• [SHORT TASK]
Before the entries, repeat word for word the stretch of the Yab Moung Records passage from "Yab Moung is" through "and Vanntin Hoeurn.".

• [EXCERPTED PASSAGE]
Yab Moung is collectively run, and was initially tied in closely with community-run music and art workshops called the CAM Projects, originally started and funded by Show Box and Timon Siebel, now funded by MAP and other community organisations and relies on the work of shareholders, collaborations with musicians and artists and volunteers. Major contributors towards the development of the label pre-2015 have included: Conrad Keely, Ned Kelly, Myley Rattle and Vanntin Hoeurn.

Bands/Artists representing Yab Moung Records include or have included: Sliten6ix, ANTI-fate, No Forever, Nightmare AD, Doch Ckae, Count Us In, Pork Belly Tin and Phnom Skor and Vartey Ganiva.

Aims
Yab Moung's Mission Statement is to encourage the development alternative Khmer music, to create accessibility and provide a platform for Khmer alternative music, art and creative expression.

Name
'Yab Moung' roughly translated means 'pain in the ass' or 'annoying' in Khmer. The name was chosen collectively by Khmer alternative musicians and the labels founders

Origins
Khmer Music has a rich and unique history peaking in the 1960s before the Khmer Rouge Genocide. In the opening years of the 21st Century original alternative music began to emerge in Cambodia's capital of Phnom Penh. At this time Yab Moung was founded by Myles Hallin (aka Myley Rattle) and Tom Reichelt with the support and motivation of several Khmer alternative bands including Sliten6ix, The ANTIfate and No Forever. The catalyst behind the formation of Yab Moung Records was the lack of a Venue in Phnom Penh which was accessible to alternative Khmer artists and musicians and the disparity between the treatment of ex-pat and Khmer artists in terms of conditions and pay. The label aims to encourage the development of a Khmer contemporary music.  Yab Moung Records was started at the same time as the establishment of Phnom Penh's first cross-cultural, Khmer accessible, alternative venue, which was called “Show Box”

• [DATA PROVIDED]
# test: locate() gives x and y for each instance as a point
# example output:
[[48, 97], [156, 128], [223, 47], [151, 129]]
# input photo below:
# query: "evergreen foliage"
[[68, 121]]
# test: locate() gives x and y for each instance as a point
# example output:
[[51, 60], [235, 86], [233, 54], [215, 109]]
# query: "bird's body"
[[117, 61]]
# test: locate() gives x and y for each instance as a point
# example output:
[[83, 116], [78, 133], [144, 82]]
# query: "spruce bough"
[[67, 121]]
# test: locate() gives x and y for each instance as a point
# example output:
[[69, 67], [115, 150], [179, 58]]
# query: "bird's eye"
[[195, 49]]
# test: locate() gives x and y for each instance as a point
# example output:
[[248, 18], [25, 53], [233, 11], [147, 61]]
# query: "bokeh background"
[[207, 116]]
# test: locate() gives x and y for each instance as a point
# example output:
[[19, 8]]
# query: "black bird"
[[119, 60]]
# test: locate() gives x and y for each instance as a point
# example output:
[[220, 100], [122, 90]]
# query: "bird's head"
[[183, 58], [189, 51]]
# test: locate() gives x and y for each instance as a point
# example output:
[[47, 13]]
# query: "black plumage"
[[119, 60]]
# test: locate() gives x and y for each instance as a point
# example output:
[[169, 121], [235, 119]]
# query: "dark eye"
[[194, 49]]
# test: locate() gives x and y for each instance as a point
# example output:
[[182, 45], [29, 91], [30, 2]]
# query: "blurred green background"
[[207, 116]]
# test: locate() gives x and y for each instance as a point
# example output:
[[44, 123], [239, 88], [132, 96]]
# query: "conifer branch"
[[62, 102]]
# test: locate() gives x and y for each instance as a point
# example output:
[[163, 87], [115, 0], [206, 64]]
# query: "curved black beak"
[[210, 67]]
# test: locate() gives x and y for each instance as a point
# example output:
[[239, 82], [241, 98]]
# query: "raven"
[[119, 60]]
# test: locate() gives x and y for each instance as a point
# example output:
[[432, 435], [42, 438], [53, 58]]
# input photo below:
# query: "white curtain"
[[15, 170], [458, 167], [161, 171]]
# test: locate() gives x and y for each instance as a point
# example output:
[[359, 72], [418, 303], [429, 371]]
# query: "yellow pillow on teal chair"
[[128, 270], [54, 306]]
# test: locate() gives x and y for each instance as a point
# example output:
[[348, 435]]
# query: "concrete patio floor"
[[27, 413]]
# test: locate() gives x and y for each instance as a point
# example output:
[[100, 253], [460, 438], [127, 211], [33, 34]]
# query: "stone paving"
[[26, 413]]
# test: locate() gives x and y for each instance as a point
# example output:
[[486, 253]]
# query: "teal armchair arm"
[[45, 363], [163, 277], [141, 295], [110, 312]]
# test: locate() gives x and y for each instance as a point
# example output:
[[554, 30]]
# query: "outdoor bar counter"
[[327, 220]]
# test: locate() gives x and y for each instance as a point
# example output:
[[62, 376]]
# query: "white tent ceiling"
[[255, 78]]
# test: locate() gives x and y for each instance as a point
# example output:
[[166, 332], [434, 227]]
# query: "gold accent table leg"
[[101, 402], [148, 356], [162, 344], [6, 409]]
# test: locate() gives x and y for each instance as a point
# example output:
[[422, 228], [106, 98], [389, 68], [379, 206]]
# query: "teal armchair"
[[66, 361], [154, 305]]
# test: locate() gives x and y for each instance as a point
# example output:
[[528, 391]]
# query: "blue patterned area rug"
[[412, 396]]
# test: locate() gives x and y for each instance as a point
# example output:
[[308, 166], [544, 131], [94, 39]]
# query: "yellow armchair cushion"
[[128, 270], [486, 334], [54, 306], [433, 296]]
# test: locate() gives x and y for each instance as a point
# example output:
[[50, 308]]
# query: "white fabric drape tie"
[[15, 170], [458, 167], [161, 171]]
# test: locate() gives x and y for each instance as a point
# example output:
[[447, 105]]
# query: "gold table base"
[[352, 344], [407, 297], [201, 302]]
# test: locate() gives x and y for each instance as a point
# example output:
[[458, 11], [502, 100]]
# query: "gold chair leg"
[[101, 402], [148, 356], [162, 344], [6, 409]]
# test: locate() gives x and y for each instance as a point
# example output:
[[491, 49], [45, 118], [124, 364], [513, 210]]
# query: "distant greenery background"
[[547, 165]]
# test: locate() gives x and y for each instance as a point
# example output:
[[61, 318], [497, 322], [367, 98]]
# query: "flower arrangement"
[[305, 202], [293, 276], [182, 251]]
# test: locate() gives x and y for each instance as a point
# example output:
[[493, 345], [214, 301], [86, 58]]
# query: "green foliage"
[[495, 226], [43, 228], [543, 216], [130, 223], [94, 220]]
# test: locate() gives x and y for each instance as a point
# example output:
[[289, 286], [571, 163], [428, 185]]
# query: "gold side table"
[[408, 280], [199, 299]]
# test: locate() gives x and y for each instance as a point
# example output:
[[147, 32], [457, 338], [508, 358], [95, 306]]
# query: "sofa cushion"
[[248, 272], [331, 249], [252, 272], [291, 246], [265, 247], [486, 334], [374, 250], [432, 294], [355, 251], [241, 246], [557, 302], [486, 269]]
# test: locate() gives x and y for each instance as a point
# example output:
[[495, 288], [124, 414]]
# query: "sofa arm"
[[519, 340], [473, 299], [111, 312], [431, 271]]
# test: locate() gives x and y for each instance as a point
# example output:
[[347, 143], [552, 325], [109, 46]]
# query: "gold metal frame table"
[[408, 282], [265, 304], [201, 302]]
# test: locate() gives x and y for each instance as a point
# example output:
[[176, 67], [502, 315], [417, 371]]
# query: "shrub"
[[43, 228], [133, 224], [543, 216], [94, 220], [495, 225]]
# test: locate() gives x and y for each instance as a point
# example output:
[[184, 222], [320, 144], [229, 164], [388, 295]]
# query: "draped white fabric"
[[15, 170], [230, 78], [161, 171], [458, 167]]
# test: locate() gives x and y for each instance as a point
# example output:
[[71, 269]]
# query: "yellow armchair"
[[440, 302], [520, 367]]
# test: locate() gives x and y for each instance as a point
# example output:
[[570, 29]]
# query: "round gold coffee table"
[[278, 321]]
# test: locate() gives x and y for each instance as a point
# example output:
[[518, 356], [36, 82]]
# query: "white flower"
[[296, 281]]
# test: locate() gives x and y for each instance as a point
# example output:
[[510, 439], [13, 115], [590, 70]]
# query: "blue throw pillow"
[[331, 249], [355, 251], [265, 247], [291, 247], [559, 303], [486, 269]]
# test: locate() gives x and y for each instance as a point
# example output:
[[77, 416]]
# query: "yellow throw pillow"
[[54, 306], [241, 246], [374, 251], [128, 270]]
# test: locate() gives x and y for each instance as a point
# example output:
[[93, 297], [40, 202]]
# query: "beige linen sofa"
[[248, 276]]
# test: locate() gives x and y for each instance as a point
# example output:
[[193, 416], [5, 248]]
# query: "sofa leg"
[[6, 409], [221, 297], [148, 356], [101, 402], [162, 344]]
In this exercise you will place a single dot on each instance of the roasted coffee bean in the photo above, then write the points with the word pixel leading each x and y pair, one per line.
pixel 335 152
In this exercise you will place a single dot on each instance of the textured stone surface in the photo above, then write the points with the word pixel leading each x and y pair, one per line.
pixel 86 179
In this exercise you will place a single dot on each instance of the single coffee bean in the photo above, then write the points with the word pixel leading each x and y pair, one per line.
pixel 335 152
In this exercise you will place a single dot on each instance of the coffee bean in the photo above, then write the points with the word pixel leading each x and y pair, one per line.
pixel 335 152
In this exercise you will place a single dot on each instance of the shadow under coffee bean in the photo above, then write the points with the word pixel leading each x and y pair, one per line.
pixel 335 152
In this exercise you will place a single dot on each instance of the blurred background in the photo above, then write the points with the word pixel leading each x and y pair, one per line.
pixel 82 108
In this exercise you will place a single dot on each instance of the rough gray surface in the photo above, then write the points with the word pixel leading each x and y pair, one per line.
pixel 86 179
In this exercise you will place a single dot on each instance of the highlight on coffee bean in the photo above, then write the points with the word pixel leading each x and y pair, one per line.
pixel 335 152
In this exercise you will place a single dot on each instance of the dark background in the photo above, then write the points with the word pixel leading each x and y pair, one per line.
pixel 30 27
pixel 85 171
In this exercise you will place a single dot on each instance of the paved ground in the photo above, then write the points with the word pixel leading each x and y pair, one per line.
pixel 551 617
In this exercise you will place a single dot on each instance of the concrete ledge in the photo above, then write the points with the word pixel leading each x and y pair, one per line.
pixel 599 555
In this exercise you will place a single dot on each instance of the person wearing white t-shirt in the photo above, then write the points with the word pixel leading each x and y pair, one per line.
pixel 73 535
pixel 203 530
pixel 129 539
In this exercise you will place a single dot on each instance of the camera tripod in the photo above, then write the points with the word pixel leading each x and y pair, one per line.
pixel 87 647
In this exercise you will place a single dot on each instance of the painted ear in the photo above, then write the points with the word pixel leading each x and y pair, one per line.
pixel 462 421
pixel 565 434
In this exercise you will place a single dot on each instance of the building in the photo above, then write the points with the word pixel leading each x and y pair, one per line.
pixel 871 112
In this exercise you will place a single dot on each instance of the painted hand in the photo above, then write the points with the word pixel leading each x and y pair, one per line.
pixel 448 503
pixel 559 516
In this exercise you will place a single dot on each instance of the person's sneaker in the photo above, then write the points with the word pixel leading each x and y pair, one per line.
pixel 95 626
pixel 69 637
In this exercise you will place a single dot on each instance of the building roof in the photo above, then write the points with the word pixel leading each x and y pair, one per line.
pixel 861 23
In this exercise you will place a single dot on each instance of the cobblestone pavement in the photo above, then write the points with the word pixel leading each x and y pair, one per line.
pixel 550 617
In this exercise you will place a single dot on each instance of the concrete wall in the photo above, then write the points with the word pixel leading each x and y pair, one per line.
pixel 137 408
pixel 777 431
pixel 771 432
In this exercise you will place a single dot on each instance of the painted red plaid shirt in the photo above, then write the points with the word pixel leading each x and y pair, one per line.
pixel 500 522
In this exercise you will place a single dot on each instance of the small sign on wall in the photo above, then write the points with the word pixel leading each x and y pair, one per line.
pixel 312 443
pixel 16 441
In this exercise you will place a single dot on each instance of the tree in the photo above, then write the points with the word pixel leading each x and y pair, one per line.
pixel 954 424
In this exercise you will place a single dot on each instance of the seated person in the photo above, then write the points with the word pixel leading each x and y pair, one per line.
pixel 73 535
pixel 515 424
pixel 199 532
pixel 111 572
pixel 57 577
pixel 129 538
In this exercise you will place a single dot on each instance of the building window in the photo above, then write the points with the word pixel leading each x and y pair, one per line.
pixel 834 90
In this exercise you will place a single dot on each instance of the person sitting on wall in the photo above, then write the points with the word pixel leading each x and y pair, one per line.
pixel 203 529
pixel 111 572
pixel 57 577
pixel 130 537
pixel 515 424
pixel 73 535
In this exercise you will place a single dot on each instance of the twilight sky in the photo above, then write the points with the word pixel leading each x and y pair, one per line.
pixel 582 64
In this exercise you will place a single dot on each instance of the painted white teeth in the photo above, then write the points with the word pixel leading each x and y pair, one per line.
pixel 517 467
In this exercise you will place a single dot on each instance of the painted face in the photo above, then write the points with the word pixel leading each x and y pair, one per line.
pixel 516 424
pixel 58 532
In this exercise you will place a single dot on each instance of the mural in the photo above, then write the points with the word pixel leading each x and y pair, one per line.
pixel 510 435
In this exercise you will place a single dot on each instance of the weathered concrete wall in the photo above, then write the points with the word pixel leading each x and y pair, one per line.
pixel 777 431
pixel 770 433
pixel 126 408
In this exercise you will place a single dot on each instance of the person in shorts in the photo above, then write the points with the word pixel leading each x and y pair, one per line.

• [REPLY]
Yab Moung is collectively run, and was initially tied in closely with community-run music and art workshops called the CAM Projects, originally started and funded by Show Box and Timon Siebel, now funded by MAP and other community organisations and relies on the work of shareholders, collaborations with musicians and artists and volunteers. Major contributors towards the development of the label pre-2015 have included: Conrad Keely, Ned Kelly, Myley Rattle and Vanntin Hoeurn.